(OBJECTIVE):
Put every line of the listing below into a JSON list of strings, with one string per line and blank lines omitted.

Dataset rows
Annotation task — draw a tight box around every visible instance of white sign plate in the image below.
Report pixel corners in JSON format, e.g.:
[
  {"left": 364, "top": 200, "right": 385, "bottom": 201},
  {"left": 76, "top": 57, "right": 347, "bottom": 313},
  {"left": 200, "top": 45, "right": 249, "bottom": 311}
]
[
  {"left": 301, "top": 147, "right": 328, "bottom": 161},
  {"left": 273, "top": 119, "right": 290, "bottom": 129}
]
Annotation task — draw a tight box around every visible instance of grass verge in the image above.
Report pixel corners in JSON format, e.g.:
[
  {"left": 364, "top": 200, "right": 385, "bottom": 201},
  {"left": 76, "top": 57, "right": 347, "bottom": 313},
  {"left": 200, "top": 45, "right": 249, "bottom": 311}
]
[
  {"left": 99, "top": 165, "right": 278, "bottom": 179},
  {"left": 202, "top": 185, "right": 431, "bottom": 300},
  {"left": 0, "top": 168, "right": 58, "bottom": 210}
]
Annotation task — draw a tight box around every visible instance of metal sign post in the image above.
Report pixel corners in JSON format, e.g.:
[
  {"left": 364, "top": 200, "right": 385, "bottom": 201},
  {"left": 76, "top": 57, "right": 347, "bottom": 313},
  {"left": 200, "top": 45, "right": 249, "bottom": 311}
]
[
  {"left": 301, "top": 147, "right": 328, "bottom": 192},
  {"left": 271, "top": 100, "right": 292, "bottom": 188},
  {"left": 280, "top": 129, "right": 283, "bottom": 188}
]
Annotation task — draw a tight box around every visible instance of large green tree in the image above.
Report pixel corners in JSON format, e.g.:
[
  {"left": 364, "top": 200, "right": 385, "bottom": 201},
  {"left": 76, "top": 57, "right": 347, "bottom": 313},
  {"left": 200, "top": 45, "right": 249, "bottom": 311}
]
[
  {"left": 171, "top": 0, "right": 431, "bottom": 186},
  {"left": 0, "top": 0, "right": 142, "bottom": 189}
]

(RESULT FOR THIS TASK):
[
  "Annotation task — draw a tight box around every visible instance of white sign plate in the image below.",
  "Report pixel corners in JSON format, e.g.:",
  "[",
  "  {\"left\": 364, \"top\": 200, \"right\": 385, \"bottom\": 201},",
  "  {\"left\": 76, \"top\": 57, \"right\": 347, \"bottom\": 313},",
  "  {\"left\": 200, \"top\": 45, \"right\": 249, \"bottom\": 311}",
  "]",
  "[",
  "  {\"left\": 301, \"top\": 147, \"right\": 328, \"bottom\": 161},",
  "  {\"left\": 273, \"top\": 119, \"right\": 290, \"bottom\": 129}",
  "]",
  "Annotation task — draw a tight box around every visible instance of grass verge in the image above.",
  "Report pixel corners in JSON format, e.g.:",
  "[",
  "  {\"left\": 364, \"top\": 200, \"right\": 385, \"bottom\": 201},",
  "  {\"left\": 76, \"top\": 57, \"right\": 347, \"bottom\": 313},",
  "  {\"left\": 200, \"top\": 45, \"right\": 249, \"bottom\": 311}",
  "]",
  "[",
  "  {\"left\": 99, \"top\": 165, \"right\": 278, \"bottom\": 179},",
  "  {\"left\": 202, \"top\": 185, \"right\": 431, \"bottom\": 300},",
  "  {\"left\": 0, \"top\": 168, \"right\": 58, \"bottom\": 210}",
  "]",
  "Annotation task — draw a tight box around every visible instance of metal sign post in the image above.",
  "Report pixel corners in JSON format, e.g.:",
  "[",
  "  {\"left\": 364, \"top\": 200, \"right\": 385, \"bottom\": 201},",
  "  {\"left\": 76, \"top\": 57, \"right\": 347, \"bottom\": 313},",
  "  {\"left\": 200, \"top\": 45, \"right\": 249, \"bottom\": 311}",
  "]",
  "[",
  "  {\"left\": 301, \"top\": 147, \"right\": 328, \"bottom\": 192},",
  "  {\"left\": 271, \"top\": 100, \"right\": 292, \"bottom\": 188},",
  "  {\"left\": 280, \"top\": 129, \"right\": 283, \"bottom\": 188}",
  "]",
  "Annotation task — draw a tight box around every visible instance of large green tree in the image above.",
  "Report pixel corners in JSON format, e.g.:",
  "[",
  "  {\"left\": 364, \"top\": 200, \"right\": 385, \"bottom\": 201},",
  "  {\"left\": 76, \"top\": 57, \"right\": 347, \"bottom\": 313},",
  "  {\"left\": 200, \"top\": 45, \"right\": 249, \"bottom\": 311}",
  "]",
  "[",
  "  {\"left\": 171, \"top\": 0, \"right\": 431, \"bottom\": 186},",
  "  {\"left\": 0, \"top\": 0, \"right\": 142, \"bottom\": 189}",
  "]"
]